Recorded information:
Start of Block

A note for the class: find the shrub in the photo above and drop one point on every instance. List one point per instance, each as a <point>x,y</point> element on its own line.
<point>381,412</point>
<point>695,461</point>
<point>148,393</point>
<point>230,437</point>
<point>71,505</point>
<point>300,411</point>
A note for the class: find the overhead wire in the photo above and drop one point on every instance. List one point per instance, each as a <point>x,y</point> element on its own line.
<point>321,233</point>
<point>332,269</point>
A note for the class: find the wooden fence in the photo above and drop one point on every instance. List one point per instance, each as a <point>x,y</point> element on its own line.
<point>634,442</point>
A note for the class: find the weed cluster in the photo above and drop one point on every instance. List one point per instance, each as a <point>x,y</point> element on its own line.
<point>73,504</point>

End of Block

Exercise prompt: Extract all of the data above and output it character for character.

Problem solution:
A note for the class: find the shrub in the photo above and drop one point on every instance. List one point per instance, each as a <point>x,y</point> element on its own line.
<point>381,412</point>
<point>695,461</point>
<point>148,393</point>
<point>230,437</point>
<point>71,505</point>
<point>300,411</point>
A note for the class: find the overhead wire in the photo above and drop one point on every instance. List one point per instance, each as a <point>x,y</point> element on its own line.
<point>321,233</point>
<point>332,269</point>
A note for the class: find the wooden fence in the photo above and drop one point on every instance. List one point per instance, each as a <point>x,y</point> element on its own line.
<point>634,442</point>
A note for the class: find the weed cluster in the photo above and drop one point on every instance. List one point per instance, each as a <point>x,y</point> element on its own line.
<point>73,504</point>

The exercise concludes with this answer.